§ **Task**
Could you lay out every line of the entries below as a numbered list, skipping blank lines and leaving out the pictures?

§ **Given information**
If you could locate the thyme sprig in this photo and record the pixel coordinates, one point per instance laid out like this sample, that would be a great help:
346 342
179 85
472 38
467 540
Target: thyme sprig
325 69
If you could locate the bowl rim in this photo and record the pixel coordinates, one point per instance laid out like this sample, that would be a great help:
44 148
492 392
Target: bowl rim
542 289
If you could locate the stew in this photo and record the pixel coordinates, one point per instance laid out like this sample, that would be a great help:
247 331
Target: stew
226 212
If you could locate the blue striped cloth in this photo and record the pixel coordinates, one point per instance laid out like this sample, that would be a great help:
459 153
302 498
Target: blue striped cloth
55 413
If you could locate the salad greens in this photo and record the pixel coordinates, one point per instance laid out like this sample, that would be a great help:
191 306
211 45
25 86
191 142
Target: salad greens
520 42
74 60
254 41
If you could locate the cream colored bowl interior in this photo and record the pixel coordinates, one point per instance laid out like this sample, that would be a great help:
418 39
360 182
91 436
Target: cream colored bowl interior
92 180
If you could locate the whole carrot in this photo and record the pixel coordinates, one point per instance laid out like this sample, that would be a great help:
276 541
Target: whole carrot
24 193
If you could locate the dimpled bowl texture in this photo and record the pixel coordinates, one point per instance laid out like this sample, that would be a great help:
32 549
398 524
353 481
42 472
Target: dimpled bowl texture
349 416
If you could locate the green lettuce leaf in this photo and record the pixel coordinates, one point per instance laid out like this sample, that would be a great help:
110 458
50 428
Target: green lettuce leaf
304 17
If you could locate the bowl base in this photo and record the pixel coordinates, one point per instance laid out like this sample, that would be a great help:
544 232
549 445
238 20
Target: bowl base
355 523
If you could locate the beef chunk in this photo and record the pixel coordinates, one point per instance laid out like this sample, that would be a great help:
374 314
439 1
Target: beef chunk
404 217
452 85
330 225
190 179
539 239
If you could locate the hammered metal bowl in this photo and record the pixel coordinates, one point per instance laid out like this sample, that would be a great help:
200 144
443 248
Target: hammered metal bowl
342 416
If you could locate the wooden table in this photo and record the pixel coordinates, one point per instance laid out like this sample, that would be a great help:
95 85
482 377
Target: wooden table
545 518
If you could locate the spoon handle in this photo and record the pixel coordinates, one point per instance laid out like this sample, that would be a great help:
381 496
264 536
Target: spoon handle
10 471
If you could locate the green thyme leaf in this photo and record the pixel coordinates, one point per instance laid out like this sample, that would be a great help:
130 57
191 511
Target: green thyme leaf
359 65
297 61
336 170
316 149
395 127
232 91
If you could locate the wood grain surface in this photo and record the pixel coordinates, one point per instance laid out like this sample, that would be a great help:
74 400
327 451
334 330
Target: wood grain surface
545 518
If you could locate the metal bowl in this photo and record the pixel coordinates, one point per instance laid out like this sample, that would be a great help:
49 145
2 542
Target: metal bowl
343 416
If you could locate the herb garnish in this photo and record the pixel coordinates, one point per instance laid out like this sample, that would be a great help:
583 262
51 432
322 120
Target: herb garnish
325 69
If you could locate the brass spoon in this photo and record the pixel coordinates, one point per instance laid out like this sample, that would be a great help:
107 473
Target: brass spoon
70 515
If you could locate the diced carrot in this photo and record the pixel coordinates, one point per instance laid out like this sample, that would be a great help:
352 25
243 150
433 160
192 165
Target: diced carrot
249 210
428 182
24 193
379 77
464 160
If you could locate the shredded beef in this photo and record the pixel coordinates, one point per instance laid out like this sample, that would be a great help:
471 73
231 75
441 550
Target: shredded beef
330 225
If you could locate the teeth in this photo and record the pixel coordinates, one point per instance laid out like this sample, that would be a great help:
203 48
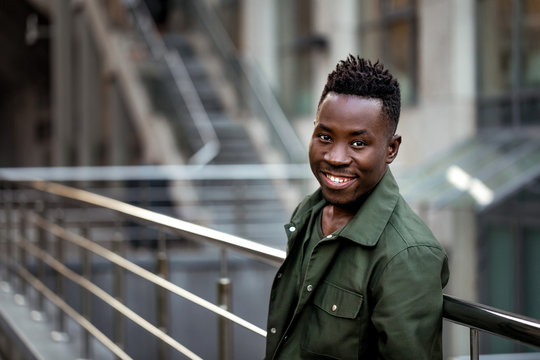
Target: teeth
337 180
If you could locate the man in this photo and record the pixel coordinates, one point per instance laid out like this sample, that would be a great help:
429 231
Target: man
363 277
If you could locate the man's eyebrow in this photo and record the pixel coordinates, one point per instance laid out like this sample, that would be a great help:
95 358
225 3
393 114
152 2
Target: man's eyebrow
323 127
352 133
359 132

§ **Result**
1. If you could locate the thyme sprig in this photo and record the pixel coordinates, one point per instance laid out like this sample, that would be a great help:
2. 346 342
3. 179 85
4. 472 38
5. 467 540
6. Target: thyme sprig
7. 325 69
8. If you could locate the bowl rim in this photo and record the pixel coordinates, one point per instance laid out like this sample, that would be a great help:
9. 44 148
10. 492 392
11. Target: bowl rim
12. 542 289
13. If you could locate the stew in this photo and record the pixel coordinates, one point per instance laid out like this sample, that would be a great help:
14. 247 331
15. Target: stew
16. 226 212
17. If you could locate the blue striped cloth in this photo and record the pixel coordinates, one point per instance laid out like this sample, that would be a great help:
18. 459 153
19. 302 498
20. Target: blue striped cloth
21. 55 413
22. If you could locate the salad greens in this photo and record the pixel coordinates, one point per instance laid out like this sample, that would be a great help:
23. 191 306
24. 211 45
25. 25 86
26. 191 142
27. Target: salad greens
28. 520 42
29. 74 60
30. 254 41
31. If you could locate the cream colored bowl interior in this photo and record the pixel coordinates, one point per instance laid out like this sample, that would be a great help:
32. 418 39
33. 360 182
34. 91 436
35. Target: cream colored bowl interior
36. 92 180
37. If you could locate the whole carrot in this photo and record the pixel coordinates, one point per instance laid out like this sample, that would be a great help:
38. 276 541
39. Target: whole carrot
40. 24 193
41. If you could locate the dimpled bowl texture in this photo and record the pixel coordinates, one point per instance laid out like this sample, that would be a great help:
42. 32 549
43. 398 524
44. 353 481
45. 42 472
46. Target: dimpled bowl texture
47. 349 416
48. If you could locate the green lettuce leaf in this photo and record the pixel coordinates, one point per instance laid out like this sample, that would be a great help:
49. 110 458
50. 50 428
51. Target: green lettuce leaf
52. 304 17
53. If you could locate the bowl base in this photo and record the pixel coordinates, one point per instance laid out like this sample, that would be a great help:
54. 544 232
55. 549 445
56. 238 20
57. Target: bowl base
58. 355 523
59. If you could locate the beef chunk in this photo and record the pixel coordinates, one point per instance laid out like this sample, that would be a great help:
60. 374 314
61. 439 1
62. Target: beef chunk
63. 404 217
64. 452 85
65. 330 225
66. 190 179
67. 539 239
68. If you could locate the hammered metal bowl in this photo and record the pixel coordinates, one point per instance laid out like this sample, that would be a great help:
69. 200 144
70. 443 248
71. Target: hammered metal bowl
72. 342 416
73. If you could locate the wooden table in this photo and record the pixel coordinates, one point per instance laid out like this sample, that would be a great help:
74. 95 85
75. 482 377
76. Target: wooden table
77. 545 518
78. If you could locate the spoon handle in this photo and record the pixel coordinates, one point per instance laid out like this sample, that would be a great help:
79. 381 496
80. 264 536
81. Target: spoon handle
82. 10 471
83. If you could locate the green thyme leaf in this photo and record the pixel coordinates, one point per instance laid out like this sample, that would be a great help:
84. 130 57
85. 191 511
86. Target: green thyme leaf
87. 359 65
88. 297 61
89. 336 170
90. 316 149
91. 395 127
92. 232 91
93. If you could locate the wood grain surface in this photo and record the pixel coordinates, one point per instance laid out like this sample, that would be a great help:
94. 74 400
95. 327 451
96. 334 330
97. Target: wood grain surface
98. 545 518
99. If you could locate the metal bowl in this photo and record the pixel coordinates, one point per instance laid out like this sample, that would be a great help:
100. 49 145
101. 2 542
102. Target: metal bowl
103. 343 416
104. If you could locate the herb garnish in this photo and record the pixel coordinates, one point per instance laid out like this sample, that would be a great help:
105. 583 262
106. 51 432
107. 322 120
108. Target: herb garnish
109. 325 69
110. If you could locate the brass spoon in this photo and record the pixel coordinates, one point per instance laid out like this sample, that would be a great help:
111. 107 473
112. Target: brass spoon
113. 70 515
114. If you could locate the diced carrot in this photo and record the pixel coordinates, one point per instance laid out like this sample, that would be a great help:
115. 352 25
116. 243 150
117. 433 160
118. 192 165
119. Target: diced carrot
120. 249 210
121. 428 182
122. 24 193
123. 379 77
124. 464 160
125. If you could locate the shredded beef in this photo and record the pixel coordinates, one point per instance laid out like this sample, that would be a great help:
126. 471 73
127. 231 75
128. 441 550
129. Target: shredded beef
130. 330 225
131. If you could locate the teeth in this photo and record the pixel coordinates, one point per instance laid out like this sample, that would be a great help:
132. 203 48
133. Target: teeth
134. 337 180
135. If you could locate the man in this photo and record the pixel coordinates, one point per instance laid out like this sample, that would be a great help:
136. 429 231
137. Target: man
138. 363 277
139. If you could locate the man's eyebrow in this photo and record the pixel coordinates, one point per instance laid out like this sample, that would be a great help:
140. 95 358
141. 225 3
142. 393 114
143. 152 2
144. Target: man's eyebrow
145. 323 127
146. 352 133
147. 359 132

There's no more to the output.